# Stored records

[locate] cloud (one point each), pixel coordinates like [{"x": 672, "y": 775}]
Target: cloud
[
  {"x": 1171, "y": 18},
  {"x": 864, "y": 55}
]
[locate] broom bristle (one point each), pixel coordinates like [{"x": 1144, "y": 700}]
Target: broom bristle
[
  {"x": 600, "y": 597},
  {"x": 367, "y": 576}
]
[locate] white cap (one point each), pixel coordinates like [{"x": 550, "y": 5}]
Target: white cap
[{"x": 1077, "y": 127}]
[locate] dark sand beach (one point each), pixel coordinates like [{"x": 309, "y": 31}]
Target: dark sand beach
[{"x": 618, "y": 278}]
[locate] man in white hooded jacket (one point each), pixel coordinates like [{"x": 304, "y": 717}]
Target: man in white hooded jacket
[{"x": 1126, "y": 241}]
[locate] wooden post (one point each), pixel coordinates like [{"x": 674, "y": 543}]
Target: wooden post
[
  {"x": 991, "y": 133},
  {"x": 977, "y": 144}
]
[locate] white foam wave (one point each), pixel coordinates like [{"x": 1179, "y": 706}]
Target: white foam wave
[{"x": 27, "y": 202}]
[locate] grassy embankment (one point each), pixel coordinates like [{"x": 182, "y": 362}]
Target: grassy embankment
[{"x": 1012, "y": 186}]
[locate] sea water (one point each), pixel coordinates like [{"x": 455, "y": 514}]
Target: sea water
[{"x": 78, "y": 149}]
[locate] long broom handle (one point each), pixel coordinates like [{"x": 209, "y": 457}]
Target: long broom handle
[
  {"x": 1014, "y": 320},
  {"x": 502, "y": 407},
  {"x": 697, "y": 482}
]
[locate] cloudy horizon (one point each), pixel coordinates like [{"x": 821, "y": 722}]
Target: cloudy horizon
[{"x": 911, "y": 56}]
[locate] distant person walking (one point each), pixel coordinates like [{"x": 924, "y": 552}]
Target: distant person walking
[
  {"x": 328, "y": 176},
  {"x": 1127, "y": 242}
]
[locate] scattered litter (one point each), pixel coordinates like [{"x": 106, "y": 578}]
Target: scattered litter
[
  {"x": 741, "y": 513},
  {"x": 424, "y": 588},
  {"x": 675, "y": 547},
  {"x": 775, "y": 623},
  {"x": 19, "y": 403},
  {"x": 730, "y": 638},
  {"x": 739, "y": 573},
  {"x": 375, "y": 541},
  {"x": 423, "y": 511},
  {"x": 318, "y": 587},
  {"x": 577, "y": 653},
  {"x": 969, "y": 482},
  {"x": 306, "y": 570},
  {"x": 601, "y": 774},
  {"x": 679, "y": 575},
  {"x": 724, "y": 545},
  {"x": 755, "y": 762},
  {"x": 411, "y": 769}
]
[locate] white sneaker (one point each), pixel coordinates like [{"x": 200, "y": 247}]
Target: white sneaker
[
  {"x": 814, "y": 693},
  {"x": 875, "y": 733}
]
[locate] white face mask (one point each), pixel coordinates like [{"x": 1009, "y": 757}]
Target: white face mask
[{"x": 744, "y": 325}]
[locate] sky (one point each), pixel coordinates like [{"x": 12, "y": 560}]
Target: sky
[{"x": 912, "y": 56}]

# What to produce
Please copy everything from the line containing "[locate] white face" down to the final line above, with every character unchanged.

# Task output
[locate] white face mask (one point each), pixel coordinates like [{"x": 1009, "y": 757}]
Target: white face mask
[{"x": 744, "y": 325}]
[locate] sky (one point each), pixel coordinates like [{"x": 12, "y": 560}]
Target: sky
[{"x": 912, "y": 56}]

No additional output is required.